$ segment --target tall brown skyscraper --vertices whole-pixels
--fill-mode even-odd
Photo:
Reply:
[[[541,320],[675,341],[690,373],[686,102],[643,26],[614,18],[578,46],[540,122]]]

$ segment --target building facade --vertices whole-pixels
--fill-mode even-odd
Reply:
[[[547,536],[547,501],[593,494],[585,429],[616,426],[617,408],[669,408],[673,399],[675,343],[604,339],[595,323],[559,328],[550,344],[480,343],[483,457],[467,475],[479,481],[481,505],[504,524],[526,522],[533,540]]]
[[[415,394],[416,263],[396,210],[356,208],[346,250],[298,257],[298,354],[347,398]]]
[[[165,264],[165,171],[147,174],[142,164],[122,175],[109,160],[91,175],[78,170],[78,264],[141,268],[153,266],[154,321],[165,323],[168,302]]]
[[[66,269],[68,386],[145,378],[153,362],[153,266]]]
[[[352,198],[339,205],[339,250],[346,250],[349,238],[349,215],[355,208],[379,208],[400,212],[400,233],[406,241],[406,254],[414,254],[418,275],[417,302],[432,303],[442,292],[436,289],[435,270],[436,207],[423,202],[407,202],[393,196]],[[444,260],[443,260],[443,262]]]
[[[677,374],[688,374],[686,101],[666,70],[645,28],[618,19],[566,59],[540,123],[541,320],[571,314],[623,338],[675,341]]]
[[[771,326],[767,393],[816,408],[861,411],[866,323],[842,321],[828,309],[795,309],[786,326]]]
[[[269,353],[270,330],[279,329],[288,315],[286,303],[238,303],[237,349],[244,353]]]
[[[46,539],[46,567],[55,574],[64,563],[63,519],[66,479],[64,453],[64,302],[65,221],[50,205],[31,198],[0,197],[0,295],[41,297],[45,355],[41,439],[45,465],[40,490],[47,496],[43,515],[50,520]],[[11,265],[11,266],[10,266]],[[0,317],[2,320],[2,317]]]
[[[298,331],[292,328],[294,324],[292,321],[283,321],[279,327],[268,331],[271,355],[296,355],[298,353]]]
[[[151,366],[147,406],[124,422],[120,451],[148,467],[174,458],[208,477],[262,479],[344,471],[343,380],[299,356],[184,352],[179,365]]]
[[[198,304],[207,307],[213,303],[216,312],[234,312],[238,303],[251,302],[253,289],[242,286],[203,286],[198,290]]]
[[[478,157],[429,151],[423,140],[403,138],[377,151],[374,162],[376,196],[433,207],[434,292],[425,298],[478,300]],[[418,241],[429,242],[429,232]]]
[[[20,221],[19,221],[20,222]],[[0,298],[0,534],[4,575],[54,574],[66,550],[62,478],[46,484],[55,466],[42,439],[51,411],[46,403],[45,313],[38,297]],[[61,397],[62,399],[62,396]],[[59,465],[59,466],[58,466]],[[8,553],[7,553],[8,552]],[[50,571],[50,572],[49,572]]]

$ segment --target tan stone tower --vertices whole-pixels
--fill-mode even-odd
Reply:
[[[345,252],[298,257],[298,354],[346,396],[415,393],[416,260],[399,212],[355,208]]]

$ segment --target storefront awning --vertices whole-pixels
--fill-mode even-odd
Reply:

☆ ☆ ☆ ☆ ☆

# Written exercise
Copy each line in the entries above that contains the string "vertices". Matching is case-sensitive.

# Complete response
$ segment --target tall brown skyscraper --vertices whole-pixels
$ segment --target building facade --vertices whole-pixels
$ segment --target tan stone tower --vertices whole-pixels
$ segment --target storefront awning --vertices whole-pixels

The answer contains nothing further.